(Dataset items)
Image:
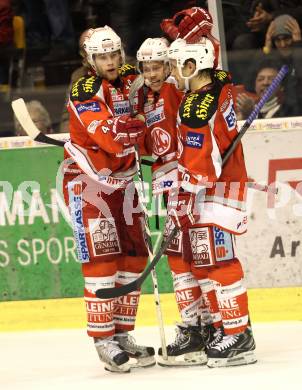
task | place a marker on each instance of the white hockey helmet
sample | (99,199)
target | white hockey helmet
(103,40)
(203,53)
(153,49)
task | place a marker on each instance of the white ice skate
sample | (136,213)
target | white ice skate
(233,350)
(115,359)
(188,349)
(140,355)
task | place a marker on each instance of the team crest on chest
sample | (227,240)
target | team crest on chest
(161,141)
(104,238)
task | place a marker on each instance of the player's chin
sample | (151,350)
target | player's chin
(155,87)
(111,75)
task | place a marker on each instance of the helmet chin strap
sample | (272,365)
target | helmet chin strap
(188,78)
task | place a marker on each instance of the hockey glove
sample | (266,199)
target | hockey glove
(127,130)
(181,209)
(190,24)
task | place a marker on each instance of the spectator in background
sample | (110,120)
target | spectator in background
(284,38)
(276,106)
(40,117)
(49,21)
(6,36)
(262,12)
(6,23)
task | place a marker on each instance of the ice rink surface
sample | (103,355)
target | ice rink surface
(67,360)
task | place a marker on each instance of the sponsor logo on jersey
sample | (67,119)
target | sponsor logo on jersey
(221,75)
(75,206)
(224,105)
(92,106)
(161,141)
(176,244)
(201,247)
(104,237)
(92,126)
(162,185)
(188,105)
(160,102)
(155,116)
(203,106)
(194,140)
(121,108)
(230,117)
(223,244)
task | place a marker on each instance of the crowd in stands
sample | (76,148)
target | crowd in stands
(260,36)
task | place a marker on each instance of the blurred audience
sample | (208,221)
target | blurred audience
(49,23)
(6,36)
(276,106)
(262,12)
(283,37)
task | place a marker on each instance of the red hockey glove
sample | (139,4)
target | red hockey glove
(190,24)
(181,209)
(127,130)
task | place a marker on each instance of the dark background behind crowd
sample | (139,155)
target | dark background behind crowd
(39,48)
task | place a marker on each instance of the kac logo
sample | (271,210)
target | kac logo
(194,140)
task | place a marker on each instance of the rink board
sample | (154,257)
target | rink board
(37,250)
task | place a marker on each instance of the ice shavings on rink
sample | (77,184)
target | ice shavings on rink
(67,360)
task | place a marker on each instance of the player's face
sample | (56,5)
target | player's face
(175,73)
(107,65)
(264,79)
(154,73)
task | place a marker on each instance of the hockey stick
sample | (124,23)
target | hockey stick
(22,114)
(127,288)
(135,87)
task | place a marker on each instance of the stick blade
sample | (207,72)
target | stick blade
(22,114)
(114,292)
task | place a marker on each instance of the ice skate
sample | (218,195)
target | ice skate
(212,335)
(141,356)
(233,350)
(188,349)
(115,359)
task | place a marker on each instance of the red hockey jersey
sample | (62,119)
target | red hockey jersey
(93,103)
(207,125)
(160,111)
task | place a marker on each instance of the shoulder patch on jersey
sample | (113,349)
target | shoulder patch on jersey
(127,70)
(222,76)
(85,88)
(197,109)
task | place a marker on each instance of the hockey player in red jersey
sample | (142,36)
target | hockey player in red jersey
(161,102)
(209,205)
(191,24)
(103,203)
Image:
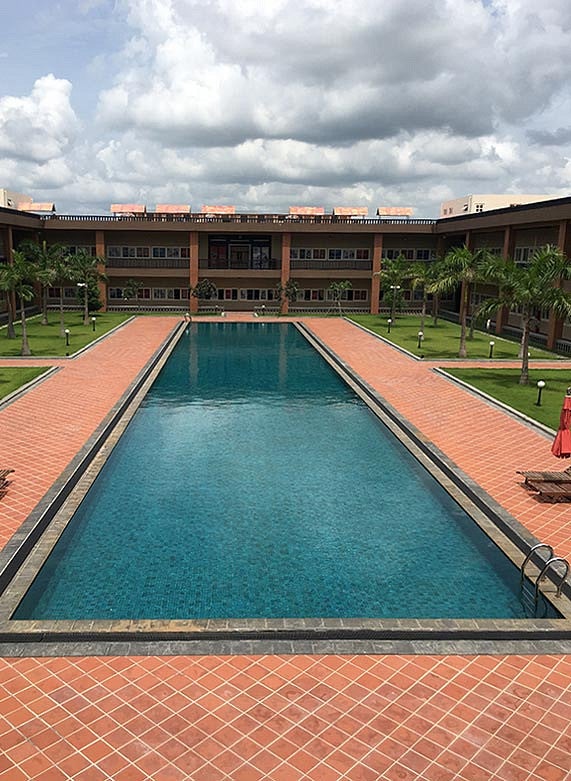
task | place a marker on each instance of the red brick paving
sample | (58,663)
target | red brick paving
(245,718)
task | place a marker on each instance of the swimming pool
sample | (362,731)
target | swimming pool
(253,482)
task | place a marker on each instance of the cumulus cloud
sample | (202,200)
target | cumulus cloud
(39,126)
(267,104)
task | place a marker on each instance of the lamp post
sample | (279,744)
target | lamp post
(394,288)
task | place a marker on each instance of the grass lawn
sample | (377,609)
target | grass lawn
(443,340)
(45,339)
(503,385)
(11,379)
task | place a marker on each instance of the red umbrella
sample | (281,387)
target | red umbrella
(562,444)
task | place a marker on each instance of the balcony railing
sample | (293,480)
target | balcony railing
(247,265)
(142,263)
(331,265)
(324,219)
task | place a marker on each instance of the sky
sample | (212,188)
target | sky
(265,104)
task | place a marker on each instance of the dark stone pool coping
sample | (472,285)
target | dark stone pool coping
(257,636)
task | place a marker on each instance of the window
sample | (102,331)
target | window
(228,294)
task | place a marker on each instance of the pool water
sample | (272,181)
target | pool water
(253,482)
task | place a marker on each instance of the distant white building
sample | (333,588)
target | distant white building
(12,200)
(473,204)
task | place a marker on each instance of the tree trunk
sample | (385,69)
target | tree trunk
(85,306)
(10,330)
(435,307)
(25,346)
(44,305)
(524,376)
(462,353)
(61,320)
(472,296)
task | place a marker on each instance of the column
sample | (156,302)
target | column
(285,272)
(376,280)
(555,325)
(193,268)
(101,252)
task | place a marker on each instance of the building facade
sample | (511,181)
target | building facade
(247,256)
(474,204)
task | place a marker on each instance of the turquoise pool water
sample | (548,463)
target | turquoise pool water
(252,482)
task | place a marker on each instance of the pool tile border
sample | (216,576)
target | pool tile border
(298,636)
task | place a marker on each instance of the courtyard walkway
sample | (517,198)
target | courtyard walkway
(283,718)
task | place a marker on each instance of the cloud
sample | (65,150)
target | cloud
(40,126)
(267,104)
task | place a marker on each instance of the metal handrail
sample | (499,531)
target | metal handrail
(543,574)
(530,554)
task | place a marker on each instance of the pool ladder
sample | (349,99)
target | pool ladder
(530,601)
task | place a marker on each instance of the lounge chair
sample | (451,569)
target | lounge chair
(552,492)
(546,477)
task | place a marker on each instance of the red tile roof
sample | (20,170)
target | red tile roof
(351,211)
(172,208)
(306,210)
(37,207)
(395,211)
(218,210)
(128,208)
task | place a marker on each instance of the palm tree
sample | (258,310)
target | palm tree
(47,260)
(288,292)
(392,276)
(460,266)
(531,287)
(337,289)
(7,288)
(16,277)
(85,270)
(422,275)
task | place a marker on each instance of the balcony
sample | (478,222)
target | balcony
(245,265)
(144,263)
(331,265)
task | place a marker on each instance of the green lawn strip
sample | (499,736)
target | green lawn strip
(502,384)
(443,340)
(46,339)
(13,378)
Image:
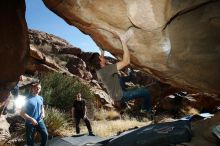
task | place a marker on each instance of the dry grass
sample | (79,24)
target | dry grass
(102,114)
(105,128)
(108,123)
(110,128)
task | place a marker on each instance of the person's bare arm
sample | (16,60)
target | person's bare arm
(126,55)
(42,112)
(102,52)
(85,112)
(27,117)
(72,112)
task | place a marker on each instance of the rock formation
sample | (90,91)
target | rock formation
(14,45)
(177,42)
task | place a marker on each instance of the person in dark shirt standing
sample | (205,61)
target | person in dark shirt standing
(79,112)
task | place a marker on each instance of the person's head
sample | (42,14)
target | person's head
(35,88)
(78,96)
(102,61)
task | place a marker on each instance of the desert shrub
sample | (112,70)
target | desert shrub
(102,114)
(59,90)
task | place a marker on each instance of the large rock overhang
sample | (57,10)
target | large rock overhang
(178,42)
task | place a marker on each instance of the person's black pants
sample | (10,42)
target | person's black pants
(86,120)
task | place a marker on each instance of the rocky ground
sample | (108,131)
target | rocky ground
(52,54)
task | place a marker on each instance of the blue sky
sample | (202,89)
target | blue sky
(39,17)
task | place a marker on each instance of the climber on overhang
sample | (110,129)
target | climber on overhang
(108,75)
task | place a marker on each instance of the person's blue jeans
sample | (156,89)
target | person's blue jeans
(31,130)
(142,93)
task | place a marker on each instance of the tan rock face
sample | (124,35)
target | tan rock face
(13,44)
(177,42)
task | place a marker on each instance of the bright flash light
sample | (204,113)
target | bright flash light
(20,101)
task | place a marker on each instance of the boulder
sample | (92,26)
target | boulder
(176,42)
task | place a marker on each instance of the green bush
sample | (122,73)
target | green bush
(56,121)
(59,90)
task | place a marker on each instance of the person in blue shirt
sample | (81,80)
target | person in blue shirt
(33,112)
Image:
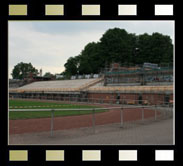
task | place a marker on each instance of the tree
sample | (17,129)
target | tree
(22,70)
(117,45)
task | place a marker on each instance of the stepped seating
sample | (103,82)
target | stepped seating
(61,85)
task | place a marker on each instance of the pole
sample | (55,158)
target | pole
(155,118)
(121,115)
(93,119)
(52,121)
(142,114)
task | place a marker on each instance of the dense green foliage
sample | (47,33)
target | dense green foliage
(22,70)
(117,45)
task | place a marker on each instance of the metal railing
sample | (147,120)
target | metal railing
(165,113)
(92,100)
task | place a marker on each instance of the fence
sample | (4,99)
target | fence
(159,112)
(102,100)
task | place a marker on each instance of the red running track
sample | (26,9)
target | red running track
(69,122)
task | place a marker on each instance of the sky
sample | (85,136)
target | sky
(48,44)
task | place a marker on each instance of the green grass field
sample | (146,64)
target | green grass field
(45,114)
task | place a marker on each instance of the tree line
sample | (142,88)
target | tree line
(115,45)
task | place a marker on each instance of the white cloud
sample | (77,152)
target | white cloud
(49,47)
(45,50)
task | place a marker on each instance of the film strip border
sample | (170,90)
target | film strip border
(86,155)
(89,9)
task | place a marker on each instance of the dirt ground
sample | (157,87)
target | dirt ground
(71,122)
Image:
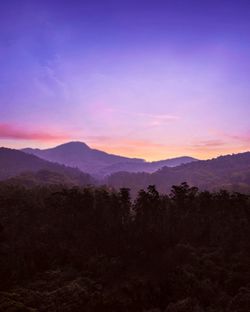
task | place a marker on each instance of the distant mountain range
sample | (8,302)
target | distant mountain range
(231,172)
(29,169)
(99,163)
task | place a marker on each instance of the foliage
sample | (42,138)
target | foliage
(93,249)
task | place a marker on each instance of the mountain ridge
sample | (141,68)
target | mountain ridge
(99,163)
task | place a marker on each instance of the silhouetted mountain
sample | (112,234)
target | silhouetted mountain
(77,154)
(16,163)
(149,167)
(230,172)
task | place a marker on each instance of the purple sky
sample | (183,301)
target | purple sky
(151,79)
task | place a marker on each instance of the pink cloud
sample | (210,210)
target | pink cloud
(8,131)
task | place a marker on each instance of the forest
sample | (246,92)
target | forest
(95,249)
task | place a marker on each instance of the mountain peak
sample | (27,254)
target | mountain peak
(73,146)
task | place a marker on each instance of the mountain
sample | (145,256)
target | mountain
(23,166)
(230,172)
(149,167)
(99,163)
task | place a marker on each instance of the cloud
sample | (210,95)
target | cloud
(209,144)
(8,131)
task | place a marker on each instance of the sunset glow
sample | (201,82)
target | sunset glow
(152,80)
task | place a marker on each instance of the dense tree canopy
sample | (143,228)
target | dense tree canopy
(94,249)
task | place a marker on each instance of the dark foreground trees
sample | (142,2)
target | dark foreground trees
(92,249)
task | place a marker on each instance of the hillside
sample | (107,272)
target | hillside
(99,163)
(16,163)
(231,172)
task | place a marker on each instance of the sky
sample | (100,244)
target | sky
(149,79)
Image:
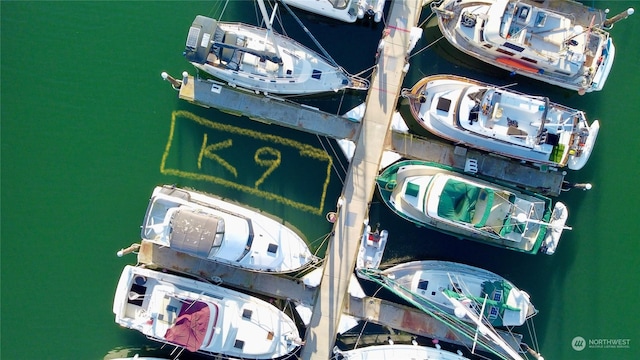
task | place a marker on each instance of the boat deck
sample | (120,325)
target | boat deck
(330,300)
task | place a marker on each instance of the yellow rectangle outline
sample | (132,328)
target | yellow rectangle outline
(305,150)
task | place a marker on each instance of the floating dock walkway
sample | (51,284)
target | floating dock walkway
(273,110)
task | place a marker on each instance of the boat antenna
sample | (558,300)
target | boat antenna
(324,52)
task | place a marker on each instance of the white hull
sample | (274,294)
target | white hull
(209,227)
(223,321)
(346,11)
(435,196)
(428,279)
(371,248)
(558,42)
(504,121)
(262,60)
(397,352)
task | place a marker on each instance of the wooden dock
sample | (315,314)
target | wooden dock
(208,93)
(330,300)
(283,287)
(353,205)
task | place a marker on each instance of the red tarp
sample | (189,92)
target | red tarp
(190,327)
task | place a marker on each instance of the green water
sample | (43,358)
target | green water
(86,121)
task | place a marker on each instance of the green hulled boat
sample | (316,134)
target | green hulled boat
(469,207)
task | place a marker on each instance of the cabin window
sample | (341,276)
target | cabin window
(513,47)
(412,189)
(504,52)
(523,13)
(493,312)
(423,284)
(136,295)
(541,19)
(246,314)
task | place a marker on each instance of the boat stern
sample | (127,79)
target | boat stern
(586,141)
(554,229)
(200,39)
(604,67)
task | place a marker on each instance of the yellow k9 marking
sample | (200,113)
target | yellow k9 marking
(267,159)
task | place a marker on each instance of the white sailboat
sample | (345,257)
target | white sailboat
(262,60)
(560,42)
(505,304)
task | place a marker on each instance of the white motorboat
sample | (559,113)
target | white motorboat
(202,317)
(503,304)
(343,10)
(208,227)
(371,248)
(500,120)
(560,42)
(262,60)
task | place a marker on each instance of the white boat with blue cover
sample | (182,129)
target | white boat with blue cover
(504,121)
(395,352)
(211,228)
(343,10)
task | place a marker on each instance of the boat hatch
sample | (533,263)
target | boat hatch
(192,37)
(412,189)
(136,295)
(423,284)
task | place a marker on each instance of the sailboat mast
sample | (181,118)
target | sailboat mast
(268,22)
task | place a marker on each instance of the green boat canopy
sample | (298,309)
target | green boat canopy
(458,201)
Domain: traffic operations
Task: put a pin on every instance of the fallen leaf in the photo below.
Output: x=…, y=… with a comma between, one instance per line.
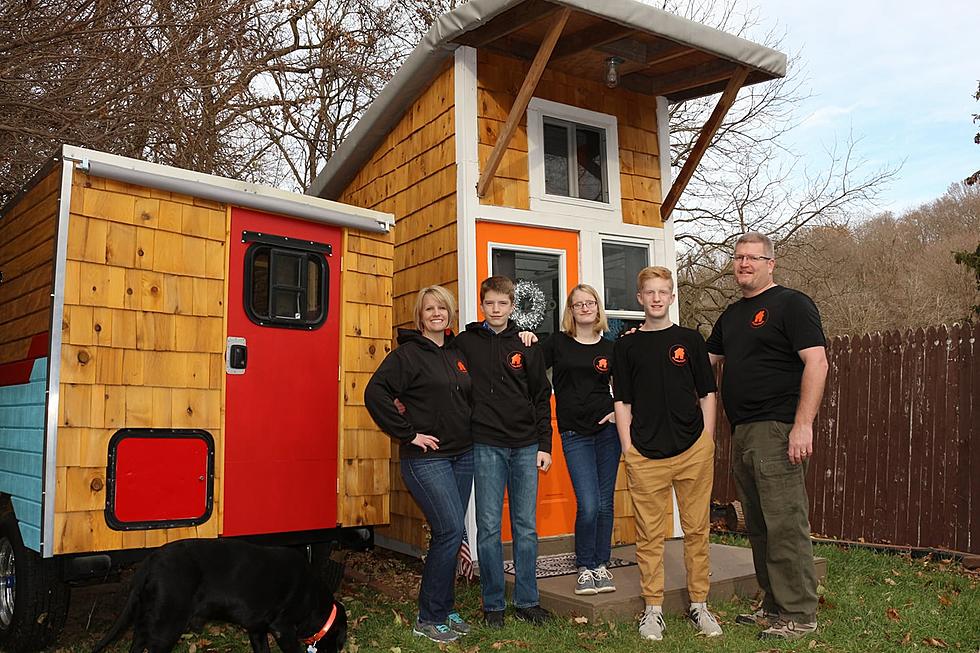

= Aim of the exercise =
Above, find the line with "the green lawn strip"; copy it and every line down to the line with "sample | (79,24)", exactly and both included, but no pictures.

= Answer to this task =
task | place a marker on each instance of the green lawn strip
sample | (499,736)
target | green lawn strip
(502,384)
(443,340)
(46,339)
(13,378)
Image:
task | place a marker on each instance of the dry grass
sample | (79,24)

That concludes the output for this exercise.